▸ PASSAGE PROVIDED
(begin)

Eduardo Salas (APS James McKeen Cattell Fellow Award) 

“You don’t get to this stage without the help of a lot of people. I’d like to thank all my colleagues at Rice for their support: My former students, my current students, and colleagues along the 40 years that have been doing this kind of work. And finally I’d like to thank my wife of 44 years. I’ve been in the field 40 years, and we’ve been married 44. Do the math—she deserves this award as much as I do.”   

Sandra Graham and Janet Helms received the APS James S. Jackson Lifetime Achievement Award.

Sandra Graham (APS James S. Jackson Lifetime Achievement Award for Transformative Scholarship) 

“I want to take a moment to acknowledge all my wonderful students over the years, the past 10 years in particular, which have been devoted to our research on the psychosocial benefits and challenges of school racial ethnic diversity. My current and former students have been with me every step of the way in the shared experience of doing diversity research in schools. And we want to make the argument that attending diverse schools benefits all children in this world we live in, where kids must learn to accept and embrace their peers who are different from them. What other problem is more salient in the world today?” 

Janet Helms (APS James S. Jackson Lifetime Achievement Award for Transformative Scholarship)  

“In some religions, there is a belief that if you say a person’s name, the person lives forever. Maybe it is also true that if you acknowledge a person’s good deeds, they too live forever. By honoring me and hopefully future psychologists, Dr. Jackson’s life enrolled as a transformative research mentor will live forever through the APS James S. Jackson Lifetime Achievement Award for Transformative Scholarship. Thank you, APS, for allowing me to call out his name and for honoring me in this way.” 

Kent Berridge (APS William James Fellow Award) 

“I want to thank my fantastic colleagues and students who over the years have contributed to our work. That led to the conclusion that systems of liking and wanting are separate in the brain, and that even when you like and want that same thing, there’s two things going on. It led to a kind of understanding of why an addicted individual could come to intensely want to take a drug, even if they no longer need it and are not in withdrawal or distress, and even if they don’t particularly like the drug anymore.”  

Angelica Friederici (APS William James Fellow Award)  

“I’ve always asked myself, ‘How is language processed in the brain, and how is it acquired?’ I started my journey very early at MIT, and there I met Merrill Garrett and Noam Chomsky, and I learned how to turn theoretical concepts into experimental paradigms. Coming back to Europe, I’m most thankful to the Max Planck Society, which supported me through my career and gave me the amazing opportunity to build up an entirely new Max Planck Institute in the former East Germany after the wall broke down. This truly was a collaborative enterprise together with a lot of other people. Without their enthusiasm and their engagement for science, probably I wouldn’t be standing here.” 

Mahzarin Banaji (APS Mentor Award)

(end)

▸ RECORDS PROVIDED
(begin)

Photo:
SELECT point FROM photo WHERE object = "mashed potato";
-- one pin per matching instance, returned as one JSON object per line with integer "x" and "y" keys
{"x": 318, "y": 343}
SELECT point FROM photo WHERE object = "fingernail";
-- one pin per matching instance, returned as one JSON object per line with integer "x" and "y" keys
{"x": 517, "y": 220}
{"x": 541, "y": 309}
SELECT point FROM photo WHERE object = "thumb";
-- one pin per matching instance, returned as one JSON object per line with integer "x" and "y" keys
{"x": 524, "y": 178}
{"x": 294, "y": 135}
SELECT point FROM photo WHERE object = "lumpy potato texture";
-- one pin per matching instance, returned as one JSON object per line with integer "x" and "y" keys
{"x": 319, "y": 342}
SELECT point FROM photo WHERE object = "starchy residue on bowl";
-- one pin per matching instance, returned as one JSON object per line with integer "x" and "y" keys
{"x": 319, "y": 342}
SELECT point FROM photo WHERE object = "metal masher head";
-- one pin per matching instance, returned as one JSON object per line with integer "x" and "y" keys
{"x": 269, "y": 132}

(end)
(begin)

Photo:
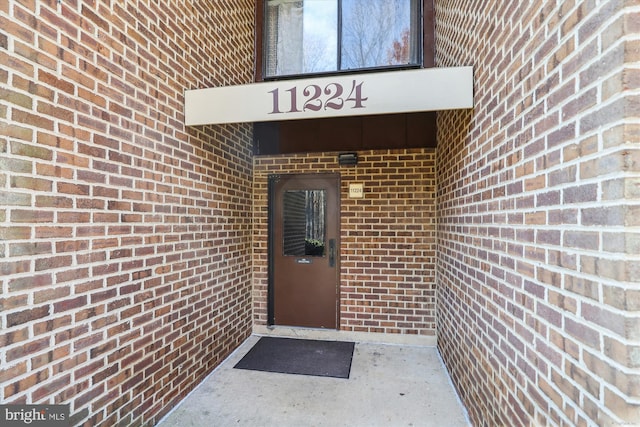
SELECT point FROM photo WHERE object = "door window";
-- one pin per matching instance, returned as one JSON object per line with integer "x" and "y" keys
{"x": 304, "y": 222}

(end)

▸ EXERCISE REQUIREMENTS
#1 In the award acceptance remarks, how long has Eduardo Salas been married?
#2 Decide whether each statement agrees with the award acceptance remarks. Answer yes or no for each, and quote the words from the remarks that settle it.
(a) Kent Berridge says liking and wanting are handled by a single system in the brain.
(b) Angelica Friederici met Noam Chomsky at MIT.
(c) Sandra Graham and Janet Helms received the APS James S. Jackson Lifetime Achievement Award.
#3 Carry on the award acceptance remarks from the point where they stop.
The rows come from a separate source.

▸ THE RESULTS
#1 44 years.

#2
(a) No: "systems of liking and wanting are separate in the brain"
(b) Yes: "I started my journey very early at MIT, and there I met Merrill Garrett and Noam Chomsky"
(c) Yes: "Sandra Graham and Janet Helms received the APS James S. Jackson Lifetime Achievement Award."

#3
“There are mentors in all corners of every workplace. But we know that the mentoring relationship that exists in the PhD program is, in fact, sui generis. It is the quintessential mentoring model, one that all others are derived from. We, student and teacher, are drawn together because we have committed ourselves to a life of the mind. To my students who are present and not present: I want to say I have lived for those moments when our eyes catch in each other’s that glimpse of recognition of what we have come upon, when we jointly then turn to the data and then back to each other, thrilled that we are the first to have seen something original together.”  

Stephen Hinshaw (APS Mentor Award) 

“Mentoring is more than finding who’s on your doctoral dissertation committee or advice about growth mixture modeling. It’s the forming of a relationship. It’s the forming of a collaboration between a more experienced and a less experienced person. But the communication and the knowledge circulate both ways. Why does mentoring matter? Because all of us are on a series of journeys—and without the playbooks, manuals, or self-help guides that Amazon touts as valid. For me, mentoring has been essential.” 

Left to right: APS Mentor Award recipients Robert Sellers, Nora Newcomb, Mahzarin Banaji, and Stephen Hinshaw. Ellen Markman was unable to attend.

Nora Newcomb (APS Mentor Award) 

“Mentoring is sort of like a business, but it’s not a business. It’s sort of like family, but it’s not a family. It’s really about living together, the life of the mind. It’s about sharing inner thoughts, pushing the frontiers of science. That’s really, really hard, and sharing that passion is incredibly precious. It doesn’t always happen. It can happen within your lab. It can happen with people you meet who aren’t in your lab. Janet’s comment about saying their name really touched me very deeply, too. I think it’s really important to recognize people who are gone from whom you have learned.”  

Robert Sellers (APS Mentor Award)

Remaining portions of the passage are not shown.